» **Task details**
Which lines below contain "hind"? Copy every one of them.

____ Source records

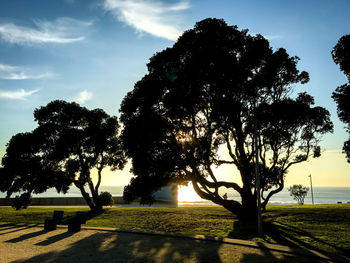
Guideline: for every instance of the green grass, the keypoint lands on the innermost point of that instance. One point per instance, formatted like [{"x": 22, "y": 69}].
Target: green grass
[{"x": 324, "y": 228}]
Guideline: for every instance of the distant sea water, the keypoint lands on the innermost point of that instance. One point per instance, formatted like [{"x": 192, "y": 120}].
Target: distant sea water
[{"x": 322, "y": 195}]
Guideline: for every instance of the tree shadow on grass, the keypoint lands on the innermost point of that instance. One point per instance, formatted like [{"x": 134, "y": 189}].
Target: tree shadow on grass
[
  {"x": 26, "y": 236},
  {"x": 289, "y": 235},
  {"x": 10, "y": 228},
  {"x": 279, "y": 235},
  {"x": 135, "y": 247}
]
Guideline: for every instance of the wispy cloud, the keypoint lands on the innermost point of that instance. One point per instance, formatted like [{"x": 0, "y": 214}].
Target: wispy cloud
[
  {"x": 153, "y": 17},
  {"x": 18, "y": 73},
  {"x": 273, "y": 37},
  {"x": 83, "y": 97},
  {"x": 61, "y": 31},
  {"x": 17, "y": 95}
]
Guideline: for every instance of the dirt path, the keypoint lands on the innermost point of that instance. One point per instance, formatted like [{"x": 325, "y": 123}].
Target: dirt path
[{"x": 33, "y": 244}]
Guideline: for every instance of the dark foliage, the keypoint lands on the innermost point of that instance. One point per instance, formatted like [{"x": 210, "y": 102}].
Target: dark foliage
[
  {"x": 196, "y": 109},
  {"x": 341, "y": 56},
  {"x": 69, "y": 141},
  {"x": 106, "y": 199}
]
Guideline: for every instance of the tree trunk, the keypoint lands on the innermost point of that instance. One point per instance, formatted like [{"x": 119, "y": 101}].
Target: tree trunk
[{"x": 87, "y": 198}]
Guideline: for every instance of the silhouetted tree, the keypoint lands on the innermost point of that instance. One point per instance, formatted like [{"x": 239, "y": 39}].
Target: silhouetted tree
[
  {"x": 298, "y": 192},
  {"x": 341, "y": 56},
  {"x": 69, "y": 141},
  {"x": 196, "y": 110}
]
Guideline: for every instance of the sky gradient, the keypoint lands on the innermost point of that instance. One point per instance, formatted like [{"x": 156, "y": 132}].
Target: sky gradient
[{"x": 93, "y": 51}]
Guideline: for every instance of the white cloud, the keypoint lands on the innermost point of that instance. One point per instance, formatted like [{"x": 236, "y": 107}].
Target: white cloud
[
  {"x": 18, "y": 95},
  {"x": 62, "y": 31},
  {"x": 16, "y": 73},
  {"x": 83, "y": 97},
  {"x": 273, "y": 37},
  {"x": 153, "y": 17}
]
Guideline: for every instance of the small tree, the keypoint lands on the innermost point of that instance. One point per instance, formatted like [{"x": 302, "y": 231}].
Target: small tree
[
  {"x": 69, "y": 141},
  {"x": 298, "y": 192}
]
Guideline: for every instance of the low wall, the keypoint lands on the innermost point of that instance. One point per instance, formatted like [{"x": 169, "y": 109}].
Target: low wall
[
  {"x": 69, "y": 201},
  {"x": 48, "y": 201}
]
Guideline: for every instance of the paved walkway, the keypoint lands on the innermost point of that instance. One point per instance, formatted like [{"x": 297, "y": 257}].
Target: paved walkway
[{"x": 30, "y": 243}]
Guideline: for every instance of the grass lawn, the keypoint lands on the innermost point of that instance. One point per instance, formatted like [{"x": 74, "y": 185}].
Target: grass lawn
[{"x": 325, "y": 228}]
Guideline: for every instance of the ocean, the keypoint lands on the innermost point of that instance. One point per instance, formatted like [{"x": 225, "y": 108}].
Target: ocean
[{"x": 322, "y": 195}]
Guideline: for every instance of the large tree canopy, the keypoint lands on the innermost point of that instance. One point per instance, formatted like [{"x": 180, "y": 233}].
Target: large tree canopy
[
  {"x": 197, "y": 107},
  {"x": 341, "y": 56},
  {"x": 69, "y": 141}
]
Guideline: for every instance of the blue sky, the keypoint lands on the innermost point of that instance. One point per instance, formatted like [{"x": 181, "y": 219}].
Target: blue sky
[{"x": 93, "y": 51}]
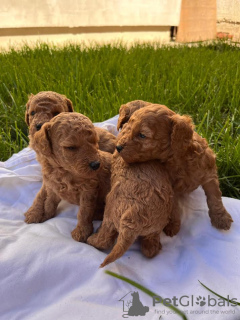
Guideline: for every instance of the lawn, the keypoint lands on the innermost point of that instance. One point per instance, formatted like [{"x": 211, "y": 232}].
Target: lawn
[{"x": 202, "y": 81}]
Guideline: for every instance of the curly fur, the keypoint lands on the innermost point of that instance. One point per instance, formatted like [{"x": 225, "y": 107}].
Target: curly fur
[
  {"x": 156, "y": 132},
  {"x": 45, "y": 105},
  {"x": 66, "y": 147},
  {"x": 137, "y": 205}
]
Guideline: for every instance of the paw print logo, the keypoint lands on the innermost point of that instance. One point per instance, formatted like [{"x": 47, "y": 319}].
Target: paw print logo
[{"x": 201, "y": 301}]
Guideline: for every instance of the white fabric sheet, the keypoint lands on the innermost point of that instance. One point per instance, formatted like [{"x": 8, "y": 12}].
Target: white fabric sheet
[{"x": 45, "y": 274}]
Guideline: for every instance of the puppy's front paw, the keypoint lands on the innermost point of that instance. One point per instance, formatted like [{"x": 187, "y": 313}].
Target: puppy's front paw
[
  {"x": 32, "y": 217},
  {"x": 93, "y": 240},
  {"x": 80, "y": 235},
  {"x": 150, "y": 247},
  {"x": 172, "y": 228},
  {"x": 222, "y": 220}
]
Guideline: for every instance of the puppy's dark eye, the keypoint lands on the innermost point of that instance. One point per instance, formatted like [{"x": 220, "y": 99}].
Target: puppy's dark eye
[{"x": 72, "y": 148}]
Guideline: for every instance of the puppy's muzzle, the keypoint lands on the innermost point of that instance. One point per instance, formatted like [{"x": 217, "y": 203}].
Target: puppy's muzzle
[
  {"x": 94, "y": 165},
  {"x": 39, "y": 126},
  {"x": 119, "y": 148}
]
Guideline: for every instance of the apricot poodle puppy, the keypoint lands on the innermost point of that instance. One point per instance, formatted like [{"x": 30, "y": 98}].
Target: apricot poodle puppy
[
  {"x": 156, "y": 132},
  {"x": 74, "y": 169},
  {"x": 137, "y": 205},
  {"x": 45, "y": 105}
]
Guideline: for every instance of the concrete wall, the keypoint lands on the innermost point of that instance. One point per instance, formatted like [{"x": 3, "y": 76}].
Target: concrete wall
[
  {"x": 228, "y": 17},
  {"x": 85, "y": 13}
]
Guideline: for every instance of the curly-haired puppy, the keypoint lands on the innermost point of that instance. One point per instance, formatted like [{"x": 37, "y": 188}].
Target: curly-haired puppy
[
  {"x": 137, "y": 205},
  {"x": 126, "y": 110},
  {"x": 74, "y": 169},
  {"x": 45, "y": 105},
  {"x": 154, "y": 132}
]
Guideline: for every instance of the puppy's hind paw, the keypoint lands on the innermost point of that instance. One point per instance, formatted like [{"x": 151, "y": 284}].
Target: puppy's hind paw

________

» **Reply to the exercise**
Guideline: for every instance of the puppy's hind paw, the keypoint lands on the innermost point of that instance. One point per instance, formatted like [{"x": 151, "y": 284}].
Target: puppy's hind paw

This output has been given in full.